» **Отрывок**

Некоторые из членов организации, наслышавшись о революционном настроении народа, начинали просить и требовать, чтобы им дали возможность изучить положение народа, указали пути для сближения с ним. Енкуватов попытался даже поступить на фабрику, но его не приняли за студенческий костюм. Он решился тогда переодеться крестьянином и достать себе крестьянский паспорт. Но тут его и Рипмана, тоже [132] выражавшего горячее желание познакомиться с народом, перевели в кружок Прыжова, чтобы изучать народ под его руководством. Тот постарался отговорить Енкуватова от его намерения: «Во время работы разговаривать некогда, — убеждал он его, — а если вам и удастся поговорить с товарищами, то только в кабаке, во время отдыха, так не лучше ли прямо начать с кабака? Результат будет тот же, а времени потратить меньше». Енкуватов согласился попробовать. Тогда Прыжов указал своим ученикам один кабак на Хитровом рынке и дал инструкции, как там держать себя [133]. Но кабак произвел на студентов самое тяжелое впечатление: не только заговаривать, даже прислушиваться они не смели, замечая на себе недоверчивые, враждебные взгляды, а от водки и духоты кружилась голова. Наконец, одна проститутка, которую Рилман накормил обедом, сообщила ему, что его хотят ограбить и он перестал ходить, а Энкуватов прекратил посещения после первого же раза [134].
129
При обыске, Произведенном 26 ноября 1869 г. на квартире И. Г. Успенского, била, между прочим, найдена «печатная 1/16 листа книжка на неизвестном языке» без заглавия. Это и был знаменитый «катехизис революционера» или «правила революционера», выдержки из которого — не вполне точные — приводит В. И. Засулич. (Наиболее точный текст этого документа опубликован в № 1–2 журнала «Борьба классов», 1924 г.). При расследовании дела таинственную книжку удалось расшифровать и она фигурировала на суде и была широко использована прокурором в его обвинительной речи для дискредитирования как самого Нечаева, так и подсудимых, в настоящее время можно считать установленным, что действительным автором «катехизиса» был не Нечаев, а М. А. Бакунин
130
А не дышат ли самым диким романтизмом сами эти «Правила революционера?» В. 3.
131
Зачеркнуто: «все осталь…»
132
Зачеркнуто: «Сильно увлеченного».
133
По словам Рипмана, Прыжов говорил, что, бывая в кабаке, надо молчать, слушать разговоры, которые там ведутся, ню самому не вступать в них. «Если навязываться на разговор, — говорил Прыжов, — то от нашего Крестьянина не добьешся, ответа; если же, напротив, молчать и прислушиваться, то можно узнать гораздо больше». (Показания Рипмана. «Правительств. Вестник», 1871 г. № 172).

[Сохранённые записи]
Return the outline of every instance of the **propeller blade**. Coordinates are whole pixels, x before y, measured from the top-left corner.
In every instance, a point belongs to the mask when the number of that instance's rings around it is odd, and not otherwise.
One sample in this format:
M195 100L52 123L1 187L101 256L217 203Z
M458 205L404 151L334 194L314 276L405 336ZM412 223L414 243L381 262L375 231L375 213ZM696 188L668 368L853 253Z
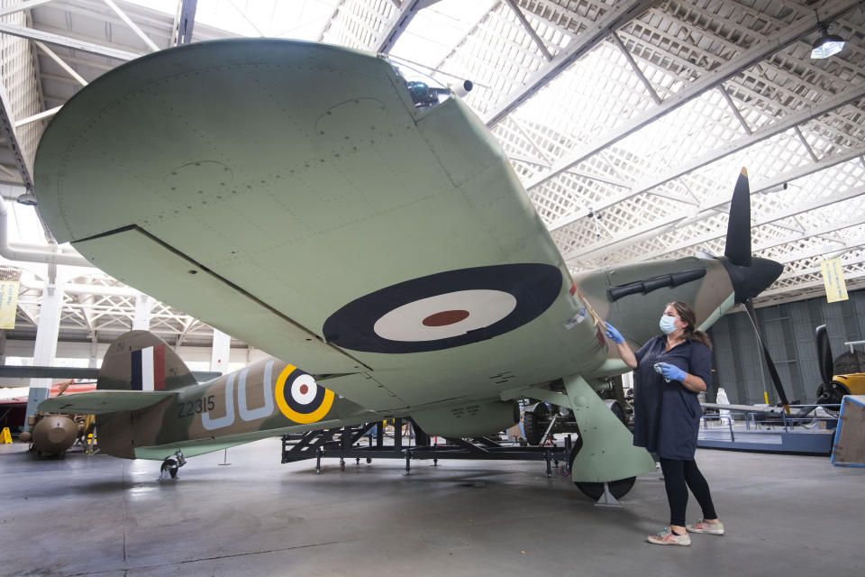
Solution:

» **Примените прочитанное**
1. Согласуются ли с отрывком утверждения ниже? Ответьте «да» или «нет» на каждое и приведите решающие слова отрывка точной цитатой.
(a) Енкуватова не взяли на фабрику из-за студенческого костюма.
(b) Прыжов советовал Енкуватову начать знакомство с народом с работы на фабрике.
(c) Кабак, который Прыжов указал ученикам, находился на Хитровом рынке.
2. Переведите на английский язык предложение из отрывка: «Он решился тогда переодеться крестьянином и достать себе крестьянский паспорт».

» **Ответы по номерам**
1.
(a) Да: «но его не приняли за студенческий костюм».
(b) Нет: «так не лучше ли прямо начать с кабака?»
(c) Да: «Тогда Прыжов указал своим ученикам один кабак на Хитровом рынке».

2. He then resolved to disguise himself as a peasant and obtain a peasant passport for himself.